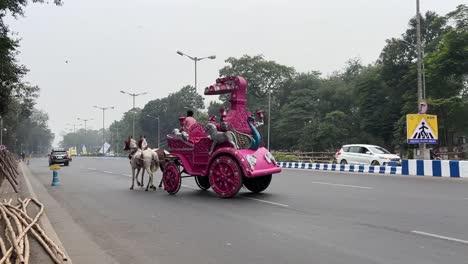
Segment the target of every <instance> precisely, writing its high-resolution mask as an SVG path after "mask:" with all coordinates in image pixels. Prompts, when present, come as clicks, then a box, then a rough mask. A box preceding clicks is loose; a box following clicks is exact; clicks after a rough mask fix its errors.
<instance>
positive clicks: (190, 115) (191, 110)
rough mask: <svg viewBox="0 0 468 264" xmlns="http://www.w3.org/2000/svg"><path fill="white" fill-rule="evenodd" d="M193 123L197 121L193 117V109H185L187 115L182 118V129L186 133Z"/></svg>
mask: <svg viewBox="0 0 468 264" xmlns="http://www.w3.org/2000/svg"><path fill="white" fill-rule="evenodd" d="M195 123H197V120H196V119H195V118H193V111H192V110H187V117H186V118H185V119H184V126H183V127H182V131H185V132H187V133H188V131H189V129H190V127H191V126H192V125H193V124H195Z"/></svg>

····················

Activity |
Could you reproduce the material above word for word, starting at its beginning and going on through the line that contains "positive clicks: (190, 115) (191, 110)", that line included, with the pictures left out?

Final answer |
Segment the target of every <instance> precisely, writing its high-resolution mask as an SVG path after "mask:" with all coordinates in image pixels. Prompts, when present, come as clicks, then a box, then a rough mask. A box preceding clicks is loose; a box following clicks is exact; clicks after a rough mask fix its errors.
<instance>
positive clicks: (190, 115) (191, 110)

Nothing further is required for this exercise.